A run of records:
────────────────

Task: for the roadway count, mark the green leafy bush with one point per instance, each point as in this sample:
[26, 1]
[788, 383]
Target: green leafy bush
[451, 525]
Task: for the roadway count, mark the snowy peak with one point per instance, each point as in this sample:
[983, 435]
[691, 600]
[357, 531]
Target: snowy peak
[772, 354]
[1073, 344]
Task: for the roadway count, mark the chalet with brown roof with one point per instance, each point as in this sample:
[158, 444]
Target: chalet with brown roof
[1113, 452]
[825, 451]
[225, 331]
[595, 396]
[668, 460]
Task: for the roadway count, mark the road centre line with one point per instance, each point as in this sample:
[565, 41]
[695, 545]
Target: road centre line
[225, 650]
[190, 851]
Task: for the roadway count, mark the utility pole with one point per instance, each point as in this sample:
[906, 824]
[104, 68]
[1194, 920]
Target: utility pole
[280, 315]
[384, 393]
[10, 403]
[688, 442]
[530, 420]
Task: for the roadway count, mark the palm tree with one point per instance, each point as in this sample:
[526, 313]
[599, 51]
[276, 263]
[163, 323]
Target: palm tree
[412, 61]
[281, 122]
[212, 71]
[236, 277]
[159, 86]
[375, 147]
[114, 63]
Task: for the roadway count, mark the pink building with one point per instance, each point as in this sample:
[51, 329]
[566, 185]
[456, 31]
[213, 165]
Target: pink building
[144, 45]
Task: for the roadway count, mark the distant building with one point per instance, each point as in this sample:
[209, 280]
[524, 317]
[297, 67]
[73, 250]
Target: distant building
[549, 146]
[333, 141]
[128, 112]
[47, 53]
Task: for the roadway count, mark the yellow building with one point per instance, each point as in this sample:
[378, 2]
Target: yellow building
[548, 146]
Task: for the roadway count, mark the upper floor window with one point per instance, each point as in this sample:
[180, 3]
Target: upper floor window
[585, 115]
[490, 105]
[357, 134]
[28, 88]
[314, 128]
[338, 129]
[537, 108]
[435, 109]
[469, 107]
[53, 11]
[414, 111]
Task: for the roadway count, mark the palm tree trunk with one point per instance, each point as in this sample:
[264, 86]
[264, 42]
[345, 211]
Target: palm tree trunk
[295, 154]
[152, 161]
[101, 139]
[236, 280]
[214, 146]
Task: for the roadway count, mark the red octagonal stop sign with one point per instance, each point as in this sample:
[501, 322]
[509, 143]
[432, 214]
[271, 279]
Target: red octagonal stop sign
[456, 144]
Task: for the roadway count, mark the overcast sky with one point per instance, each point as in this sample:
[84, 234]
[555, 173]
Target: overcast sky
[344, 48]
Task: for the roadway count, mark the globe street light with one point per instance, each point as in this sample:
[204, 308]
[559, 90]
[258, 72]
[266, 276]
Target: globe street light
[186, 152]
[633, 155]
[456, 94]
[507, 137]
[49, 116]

────────────────

(Exercise requirements): Give the lines from the one containing "Task: for the roadway count, mark the overcast" through the last line of the material as a Markdown table with the columns Row and Line, leaving out any blank lines.

(Correct output):
| Row | Line |
|---|---|
| 1 | Task: for the roadway count, mark the overcast sky with one point per instance, each point as in this sample: |
| 2 | [84, 234] |
| 3 | [555, 173] |
| 4 | Target: overcast sky |
| 5 | [344, 48] |
| 6 | Task: for the roadway count, mark the globe street light with one point per instance, each point as in this sample: |
| 7 | [204, 308] |
| 8 | [559, 90] |
| 9 | [258, 72] |
| 10 | [266, 276] |
| 11 | Target: globe street light |
| 12 | [186, 152] |
| 13 | [633, 155] |
| 14 | [456, 94] |
| 15 | [507, 137] |
| 16 | [49, 116] |